Items from a dataset
--------
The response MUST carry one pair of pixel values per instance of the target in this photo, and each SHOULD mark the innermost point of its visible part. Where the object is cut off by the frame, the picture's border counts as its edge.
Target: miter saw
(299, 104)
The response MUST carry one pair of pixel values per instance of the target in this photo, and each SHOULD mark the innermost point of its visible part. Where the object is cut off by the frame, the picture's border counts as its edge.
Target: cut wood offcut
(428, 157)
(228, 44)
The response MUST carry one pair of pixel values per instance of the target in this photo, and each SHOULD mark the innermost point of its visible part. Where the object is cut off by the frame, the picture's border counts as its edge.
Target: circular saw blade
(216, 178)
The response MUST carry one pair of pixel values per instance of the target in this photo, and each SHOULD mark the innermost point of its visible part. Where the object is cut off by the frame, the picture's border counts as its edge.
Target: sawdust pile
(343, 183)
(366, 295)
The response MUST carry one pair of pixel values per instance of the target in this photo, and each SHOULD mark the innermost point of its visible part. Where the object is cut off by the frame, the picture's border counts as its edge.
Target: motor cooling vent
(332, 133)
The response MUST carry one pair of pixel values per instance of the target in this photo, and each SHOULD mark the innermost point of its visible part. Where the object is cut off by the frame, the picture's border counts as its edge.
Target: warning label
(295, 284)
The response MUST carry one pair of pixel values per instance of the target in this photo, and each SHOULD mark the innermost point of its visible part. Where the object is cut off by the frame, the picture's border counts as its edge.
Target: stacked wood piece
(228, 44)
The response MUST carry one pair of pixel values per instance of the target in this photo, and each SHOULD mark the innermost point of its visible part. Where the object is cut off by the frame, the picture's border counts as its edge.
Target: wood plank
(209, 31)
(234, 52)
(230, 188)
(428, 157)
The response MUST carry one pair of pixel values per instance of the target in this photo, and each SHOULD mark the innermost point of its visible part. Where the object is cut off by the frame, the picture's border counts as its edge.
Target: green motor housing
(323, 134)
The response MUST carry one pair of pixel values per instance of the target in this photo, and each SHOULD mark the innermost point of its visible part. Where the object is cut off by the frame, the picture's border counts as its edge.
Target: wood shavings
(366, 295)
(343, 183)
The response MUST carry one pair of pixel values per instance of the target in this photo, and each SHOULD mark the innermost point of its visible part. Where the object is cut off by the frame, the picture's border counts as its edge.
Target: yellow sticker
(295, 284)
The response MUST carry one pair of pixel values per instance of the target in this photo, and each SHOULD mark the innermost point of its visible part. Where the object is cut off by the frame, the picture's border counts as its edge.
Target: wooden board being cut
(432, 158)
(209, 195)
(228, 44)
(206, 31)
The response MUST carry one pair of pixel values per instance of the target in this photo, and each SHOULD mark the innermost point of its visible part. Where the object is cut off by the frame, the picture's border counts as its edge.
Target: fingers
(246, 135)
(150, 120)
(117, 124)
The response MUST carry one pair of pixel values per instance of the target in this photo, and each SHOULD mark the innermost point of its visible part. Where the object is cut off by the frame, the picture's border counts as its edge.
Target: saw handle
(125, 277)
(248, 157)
--------
* [WHAT THE TASK REQUIRES]:
A complete and exact reproduction of the data is needed.

* [REPLY TO THE TASK]:
The response MUST carry one pair of pixel values per instance of the target in this photo, and each SHOULD mark the innermost point of its visible part. Where the object is cut off by the frame, the picture's border counts as its edge.
Target: miter saw
(299, 104)
The response MUST carry one pair of pixel values per instance of the target in this photo, and each SHOULD mark the innermost point of its visible part. Where the object is cut off by the frame, the picture's border counts as its edge.
Target: cut wood offcut
(428, 157)
(228, 44)
The response MUST carry one pair of pixel values per instance of the target in this photo, and each SHOULD mark the innermost point of its visible part. Where the object is cut off by the frame, the picture's border counts as its edge.
Target: circular saw blade
(216, 178)
The response MUST carry one pair of pixel values per instance of the target in this photo, and each SHOULD mark the innermost point of its visible part. Where the object is cut off by the frame, the picture's border counts as its edge.
Target: sawdust pile
(343, 183)
(366, 295)
The response MUST carry one pair of pixel values per instance of the target in this photo, and each SHOULD mark the innermost point of its visible part. Where the object is cut off by the frame, the picture's border counts as its edge.
Target: motor cooling vent
(332, 133)
The response MUST carry one pair of pixel values per instance of the target in this photo, and each SHOULD mark the innermost point of its visible part. Where the object is cut off by the frame, the picture's border counts as its edge.
Target: warning label
(295, 284)
The response MUST carry one pair of pixel values per instance of the target in this photo, and each SHOULD mark the innermost point of its visible part. Where the object is cut off by the frame, the picture's border counts as its edge.
Target: stacked wood piece
(228, 44)
The response MUST carry one pair of pixel values per instance of the target in this photo, and each SHOULD mark the innermost point of its visible part. Where the object is cut off by the frame, the picture's border counts as its edge.
Target: wood plank
(209, 31)
(234, 52)
(230, 188)
(428, 157)
The response MUST carry one pair of pixel values per instance of the target in this photo, and each SHOULD mark the innermost point of its visible part. Where the object is cut off by the frame, the picture's border counts as its edge.
Target: green motor housing
(323, 134)
The response MUST carry one pair of pixel values per instance of the target in this photo, and each SHOULD mark the innermost point of its visible part. Where the object is cut off by the frame, the picture's border counts as its edge.
Target: wood shavings
(366, 295)
(343, 183)
The response MUST carry one pair of pixel values per instance of the target in this photo, and each SHOULD mark the innermost point of its visible part. Where the object is cut off by the frame, the picture's border counts as its edge.
Target: yellow sticker
(295, 284)
The response MUST carry one pair of pixel values per instance of the target in this photo, and each SHOULD mark the innermost point of its visible part. Where the object is cut off by the frame, the picture's border counts as its edge.
Target: wooden board being cut
(432, 158)
(209, 195)
(228, 44)
(206, 31)
The response MUST carry one pair of pixel values per instance of the target in this photo, and each SHOULD mark the innermost point of its visible part. Where the object is cut off by the frame, the picture's border counts as its edge.
Target: fingers
(246, 135)
(150, 120)
(117, 124)
The response MUST carry one pair of pixel values per instance of the target in this photo, and each SHOULD mark the innermost point of its visible part. Where the object is cut off by the frame, the picture's border counts as its edge.
Target: saw handle
(125, 277)
(248, 157)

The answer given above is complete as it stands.